REQUIREMENT: Copy the lines below character for character, leaving out the pictures.
*** Opening of EXERCISE MATERIAL ***
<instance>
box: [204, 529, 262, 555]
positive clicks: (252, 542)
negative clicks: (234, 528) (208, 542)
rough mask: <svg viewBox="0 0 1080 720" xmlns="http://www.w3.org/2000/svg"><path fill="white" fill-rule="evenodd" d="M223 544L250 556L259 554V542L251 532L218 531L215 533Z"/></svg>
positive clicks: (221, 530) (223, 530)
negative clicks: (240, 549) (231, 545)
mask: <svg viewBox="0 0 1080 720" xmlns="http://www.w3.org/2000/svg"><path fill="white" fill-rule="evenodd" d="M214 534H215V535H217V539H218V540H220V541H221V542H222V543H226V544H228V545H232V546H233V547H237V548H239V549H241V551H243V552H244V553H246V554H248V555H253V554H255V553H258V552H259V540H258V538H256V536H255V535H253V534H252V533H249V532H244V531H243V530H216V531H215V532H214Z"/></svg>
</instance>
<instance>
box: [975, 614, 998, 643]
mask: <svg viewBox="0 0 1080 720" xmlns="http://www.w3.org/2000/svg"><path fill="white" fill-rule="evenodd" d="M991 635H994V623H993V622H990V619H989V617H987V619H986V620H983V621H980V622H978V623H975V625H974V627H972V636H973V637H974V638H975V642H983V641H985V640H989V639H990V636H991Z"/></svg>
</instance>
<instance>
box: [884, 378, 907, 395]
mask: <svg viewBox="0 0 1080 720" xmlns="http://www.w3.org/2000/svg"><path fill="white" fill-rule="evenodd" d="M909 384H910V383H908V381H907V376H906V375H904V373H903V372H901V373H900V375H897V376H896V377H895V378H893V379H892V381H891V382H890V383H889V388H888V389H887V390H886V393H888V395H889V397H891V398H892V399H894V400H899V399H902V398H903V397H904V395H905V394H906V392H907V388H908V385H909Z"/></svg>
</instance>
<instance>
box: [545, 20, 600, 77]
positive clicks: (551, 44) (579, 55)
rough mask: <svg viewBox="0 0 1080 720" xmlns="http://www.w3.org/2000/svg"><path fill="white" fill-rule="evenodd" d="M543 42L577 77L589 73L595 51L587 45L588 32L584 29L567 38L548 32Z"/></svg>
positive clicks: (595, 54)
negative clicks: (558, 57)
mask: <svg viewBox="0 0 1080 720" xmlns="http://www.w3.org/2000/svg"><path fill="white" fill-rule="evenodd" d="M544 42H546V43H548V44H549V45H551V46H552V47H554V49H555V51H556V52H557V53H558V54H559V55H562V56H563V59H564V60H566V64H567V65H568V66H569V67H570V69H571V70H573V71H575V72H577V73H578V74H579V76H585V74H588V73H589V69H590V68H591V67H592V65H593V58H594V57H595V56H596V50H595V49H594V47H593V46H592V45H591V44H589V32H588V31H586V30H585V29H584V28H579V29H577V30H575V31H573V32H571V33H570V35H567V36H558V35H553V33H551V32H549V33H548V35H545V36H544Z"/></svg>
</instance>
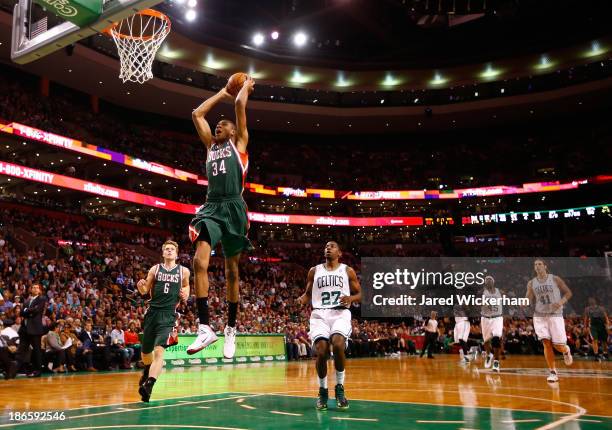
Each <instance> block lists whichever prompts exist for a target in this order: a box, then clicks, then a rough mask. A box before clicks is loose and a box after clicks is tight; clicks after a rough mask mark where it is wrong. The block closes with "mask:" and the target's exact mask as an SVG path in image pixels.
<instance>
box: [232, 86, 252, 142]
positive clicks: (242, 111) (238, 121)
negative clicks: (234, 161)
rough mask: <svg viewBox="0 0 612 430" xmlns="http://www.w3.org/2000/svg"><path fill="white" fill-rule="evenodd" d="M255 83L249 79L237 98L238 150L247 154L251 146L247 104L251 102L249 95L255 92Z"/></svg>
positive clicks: (236, 111)
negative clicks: (246, 119) (246, 108)
mask: <svg viewBox="0 0 612 430" xmlns="http://www.w3.org/2000/svg"><path fill="white" fill-rule="evenodd" d="M254 85H255V81H254V80H253V78H251V77H249V78H248V79H247V80H246V81H244V84H243V85H242V88H241V89H240V91H239V92H238V95H237V96H236V103H235V110H236V148H238V151H240V152H246V147H247V145H248V144H249V132H248V130H247V125H246V104H247V101H248V100H249V94H251V93H252V92H253V86H254Z"/></svg>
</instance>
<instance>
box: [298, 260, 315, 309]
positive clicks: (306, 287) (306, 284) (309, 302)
mask: <svg viewBox="0 0 612 430" xmlns="http://www.w3.org/2000/svg"><path fill="white" fill-rule="evenodd" d="M314 273H315V268H314V267H311V268H310V270H309V271H308V277H307V278H306V291H305V292H304V294H302V295H301V296H300V297H299V298H298V303H299V304H301V305H304V306H305V305H307V304H308V303H310V301H311V300H312V284H313V283H314Z"/></svg>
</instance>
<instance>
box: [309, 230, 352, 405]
mask: <svg viewBox="0 0 612 430" xmlns="http://www.w3.org/2000/svg"><path fill="white" fill-rule="evenodd" d="M341 255H342V253H341V251H340V247H339V246H338V243H336V242H333V241H332V242H327V244H326V245H325V263H323V264H319V265H318V266H316V267H312V268H311V269H310V271H309V272H308V279H307V282H306V292H305V293H304V294H303V295H302V296H301V297H300V298H299V299H298V301H299V303H301V304H302V305H307V304H308V303H312V314H311V315H310V338H311V339H312V343H313V345H314V346H315V348H316V351H317V362H316V367H317V374H318V377H319V398H318V400H317V405H316V407H317V409H318V410H327V401H328V399H329V393H328V390H327V360H328V358H329V344H330V343H331V344H332V348H333V351H334V367H335V368H336V388H335V394H336V405H337V407H338V409H348V406H349V405H348V400H347V399H346V396H345V395H344V366H345V362H346V357H345V348H346V342H347V340H348V338H349V336H350V335H351V331H352V328H351V311H349V307H350V306H351V303H353V302H355V303H359V302H360V301H361V286H360V285H359V280H358V279H357V275H356V274H355V271H354V270H353V269H352V268H350V267H348V266H347V265H346V264H341V263H340V262H339V261H338V260H339V259H340V256H341Z"/></svg>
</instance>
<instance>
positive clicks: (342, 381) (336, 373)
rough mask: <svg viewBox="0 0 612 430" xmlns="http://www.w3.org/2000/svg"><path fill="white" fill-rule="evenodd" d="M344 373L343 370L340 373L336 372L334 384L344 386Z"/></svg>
mask: <svg viewBox="0 0 612 430" xmlns="http://www.w3.org/2000/svg"><path fill="white" fill-rule="evenodd" d="M344 372H345V370H343V371H342V372H338V371H337V370H336V384H342V385H344Z"/></svg>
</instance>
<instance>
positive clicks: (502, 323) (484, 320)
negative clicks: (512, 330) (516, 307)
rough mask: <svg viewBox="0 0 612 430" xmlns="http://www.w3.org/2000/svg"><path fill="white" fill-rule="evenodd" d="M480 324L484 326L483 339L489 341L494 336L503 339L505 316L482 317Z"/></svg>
mask: <svg viewBox="0 0 612 430" xmlns="http://www.w3.org/2000/svg"><path fill="white" fill-rule="evenodd" d="M480 326H481V328H482V340H483V341H485V342H487V341H489V340H491V339H493V338H494V337H499V338H500V339H501V337H502V335H503V334H504V317H493V318H487V317H482V318H480Z"/></svg>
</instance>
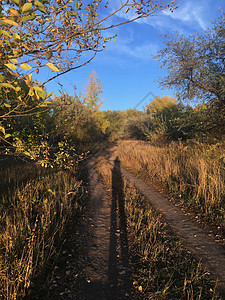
*** Close of EXERCISE MATERIAL ***
EXERCISE OUTPUT:
<instance>
box: [204, 529, 262, 555]
positive clicks: (252, 542)
negative clicks: (234, 528) (208, 542)
rough mask: <svg viewBox="0 0 1080 720" xmlns="http://www.w3.org/2000/svg"><path fill="white" fill-rule="evenodd" d="M223 544L250 556L259 554V542L251 532L218 531L215 533Z"/></svg>
positive clicks: (221, 530) (223, 530)
negative clicks: (240, 549) (231, 545)
mask: <svg viewBox="0 0 1080 720" xmlns="http://www.w3.org/2000/svg"><path fill="white" fill-rule="evenodd" d="M214 534H215V535H217V539H218V540H220V541H221V542H222V543H226V544H228V545H232V546H233V547H237V548H239V549H241V551H243V552H244V553H246V554H248V555H253V554H255V553H258V552H259V540H258V538H256V536H255V535H253V534H252V533H249V532H244V531H243V530H216V531H215V532H214Z"/></svg>
</instance>
<instance>
box: [975, 614, 998, 643]
mask: <svg viewBox="0 0 1080 720" xmlns="http://www.w3.org/2000/svg"><path fill="white" fill-rule="evenodd" d="M991 635H994V623H993V622H990V619H989V617H987V619H986V620H983V621H980V622H978V623H975V625H974V627H972V636H973V637H974V638H975V642H983V641H985V640H989V639H990V636H991Z"/></svg>
</instance>
<instance>
box: [884, 378, 907, 395]
mask: <svg viewBox="0 0 1080 720" xmlns="http://www.w3.org/2000/svg"><path fill="white" fill-rule="evenodd" d="M909 384H910V383H908V381H907V376H906V375H904V373H903V372H901V373H900V375H897V376H896V377H895V378H893V379H892V381H891V382H890V383H889V388H888V389H887V390H886V393H888V395H889V397H891V398H892V399H894V400H899V399H902V398H903V397H904V395H905V394H906V392H907V388H908V385H909Z"/></svg>
</instance>
<instance>
box: [545, 20, 600, 77]
positive clicks: (551, 44) (579, 55)
rough mask: <svg viewBox="0 0 1080 720" xmlns="http://www.w3.org/2000/svg"><path fill="white" fill-rule="evenodd" d="M543 42L577 77L589 73L595 51L587 45L588 32L584 29L567 38L548 32Z"/></svg>
positive clicks: (595, 54)
negative clicks: (558, 57)
mask: <svg viewBox="0 0 1080 720" xmlns="http://www.w3.org/2000/svg"><path fill="white" fill-rule="evenodd" d="M544 42H546V43H548V44H549V45H551V46H552V47H554V49H555V51H556V52H557V53H558V54H559V55H562V56H563V59H564V60H566V64H567V65H568V66H569V67H570V69H571V70H573V71H575V72H577V73H578V74H579V76H585V74H588V73H589V69H590V68H591V67H592V65H593V58H594V57H595V56H596V50H595V49H594V47H593V46H592V45H591V44H589V32H588V31H586V30H585V29H584V28H579V29H577V30H575V31H573V32H571V33H570V35H567V36H558V35H553V33H551V32H549V33H548V35H545V36H544Z"/></svg>
</instance>
Each <instance> block lists whichever prompts exist for a target in this order: a box, then clicks, then a rough mask. A box before clicks is loose and a box after clicks is tight; clicks after a rough mask mark where it is wrong. The block closes with "mask:" and the target's exact mask as an SVG path in image pixels.
<instance>
box: [232, 86, 252, 142]
positive clicks: (242, 111) (238, 121)
negative clicks: (234, 161)
rough mask: <svg viewBox="0 0 612 430" xmlns="http://www.w3.org/2000/svg"><path fill="white" fill-rule="evenodd" d="M255 83L249 79L237 98L238 150L247 154L251 146L247 104L251 102L249 95L255 92Z"/></svg>
positive clicks: (236, 111)
negative clicks: (246, 119) (246, 108)
mask: <svg viewBox="0 0 612 430" xmlns="http://www.w3.org/2000/svg"><path fill="white" fill-rule="evenodd" d="M254 85H255V81H254V80H253V78H251V77H249V78H248V79H247V80H246V81H244V84H243V85H242V88H241V89H240V91H239V92H238V95H237V96H236V103H235V110H236V148H238V151H240V152H246V147H247V145H248V144H249V132H248V130H247V125H246V104H247V101H248V100H249V94H251V93H252V92H253V86H254Z"/></svg>
</instance>
<instance>
box: [298, 260, 315, 309]
positive clicks: (306, 287) (306, 284) (309, 302)
mask: <svg viewBox="0 0 612 430" xmlns="http://www.w3.org/2000/svg"><path fill="white" fill-rule="evenodd" d="M314 273H315V268H314V267H311V268H310V270H309V271H308V277H307V278H306V291H305V292H304V294H302V295H301V296H300V297H299V298H298V303H299V304H301V305H304V306H305V305H307V304H308V303H310V301H311V300H312V284H313V283H314Z"/></svg>
</instance>
<instance>
box: [309, 230, 352, 405]
mask: <svg viewBox="0 0 612 430" xmlns="http://www.w3.org/2000/svg"><path fill="white" fill-rule="evenodd" d="M341 255H342V253H341V251H340V247H339V246H338V243H336V242H333V241H332V242H327V244H326V245H325V263H323V264H319V265H318V266H316V267H312V268H311V269H310V271H309V272H308V279H307V282H306V292H305V293H304V294H303V295H302V296H301V297H300V298H299V299H298V301H299V303H301V304H302V305H307V304H308V303H312V314H311V315H310V338H311V339H312V343H313V345H314V346H315V348H316V351H317V362H316V367H317V374H318V377H319V398H318V400H317V405H316V407H317V409H318V410H327V401H328V399H329V393H328V390H327V360H328V358H329V344H330V343H331V344H332V348H333V351H334V367H335V368H336V388H335V394H336V405H337V407H338V409H348V406H349V405H348V400H347V399H346V396H345V395H344V366H345V362H346V357H345V348H346V342H347V340H348V338H349V336H350V335H351V331H352V328H351V311H349V307H350V306H351V303H353V302H355V303H359V302H360V301H361V286H360V285H359V280H358V279H357V275H356V274H355V271H354V270H353V269H352V268H350V267H348V266H347V265H346V264H341V263H340V262H339V261H338V260H339V259H340V256H341Z"/></svg>
</instance>
<instance>
positive clicks: (342, 381) (336, 373)
rough mask: <svg viewBox="0 0 612 430" xmlns="http://www.w3.org/2000/svg"><path fill="white" fill-rule="evenodd" d="M344 373L343 370L340 373L336 372L334 384L344 386Z"/></svg>
mask: <svg viewBox="0 0 612 430" xmlns="http://www.w3.org/2000/svg"><path fill="white" fill-rule="evenodd" d="M344 372H345V370H343V371H342V372H338V371H337V370H336V384H342V385H344Z"/></svg>
</instance>
<instance>
positive clicks: (502, 323) (484, 320)
negative clicks: (512, 330) (516, 307)
rough mask: <svg viewBox="0 0 612 430" xmlns="http://www.w3.org/2000/svg"><path fill="white" fill-rule="evenodd" d="M480 324L484 326L483 339L489 341L494 336L503 339L505 316L482 317Z"/></svg>
mask: <svg viewBox="0 0 612 430" xmlns="http://www.w3.org/2000/svg"><path fill="white" fill-rule="evenodd" d="M480 326H481V328H482V340H483V341H485V342H487V341H489V340H491V339H493V338H494V337H499V338H500V339H501V337H502V335H503V334H504V317H493V318H487V317H482V318H480Z"/></svg>
</instance>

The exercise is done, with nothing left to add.